━━━━━ MATERIAL FOR THIS TASK ━━━━━

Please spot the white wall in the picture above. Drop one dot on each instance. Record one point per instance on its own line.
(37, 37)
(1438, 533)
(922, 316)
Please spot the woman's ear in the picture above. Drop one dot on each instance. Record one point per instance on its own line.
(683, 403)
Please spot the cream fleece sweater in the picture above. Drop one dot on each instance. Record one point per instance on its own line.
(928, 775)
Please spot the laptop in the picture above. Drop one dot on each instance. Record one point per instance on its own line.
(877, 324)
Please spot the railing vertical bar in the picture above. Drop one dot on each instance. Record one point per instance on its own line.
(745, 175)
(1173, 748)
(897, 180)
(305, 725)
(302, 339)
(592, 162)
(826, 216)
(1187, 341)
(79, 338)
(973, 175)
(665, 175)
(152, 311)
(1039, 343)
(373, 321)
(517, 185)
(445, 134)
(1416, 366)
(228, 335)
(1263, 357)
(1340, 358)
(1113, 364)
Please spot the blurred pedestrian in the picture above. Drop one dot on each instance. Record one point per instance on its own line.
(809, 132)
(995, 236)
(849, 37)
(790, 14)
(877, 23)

━━━━━

Update the items above, replacing "Drop one dot" with "Place one marker" wherever it occurs and leaving every other line unchanged.

* EXERCISE RESULT *
Please spot the white wall in the picture above. Place one marker on each instance. Record one point per instance on its own line.
(37, 37)
(1438, 533)
(922, 316)
Please spot the woman's ear in the picture above. Place one marker on each instance. Record one point per instance on its own line.
(683, 403)
Please spot the cream fleece sweater in the picture above. Place one marker on each instance. Record one point per instance on its own line.
(928, 775)
Please spot the laptop in the picture above. Place one marker on each instance. Record one point per instance on its own line.
(877, 324)
Please spot the railing vertical bar in the picture above. Place one marker on each instance. Record one point per instance on its own line.
(745, 175)
(1173, 748)
(897, 180)
(305, 725)
(302, 339)
(592, 162)
(826, 216)
(1187, 341)
(79, 338)
(973, 175)
(665, 175)
(152, 311)
(1039, 343)
(373, 321)
(517, 185)
(445, 134)
(1416, 366)
(228, 335)
(1263, 357)
(1340, 358)
(1113, 364)
Please spot the blurred pedestrian in the picture above. Place one marker on each instance. Record one point per instance on its own line.
(809, 132)
(995, 236)
(849, 37)
(790, 14)
(877, 23)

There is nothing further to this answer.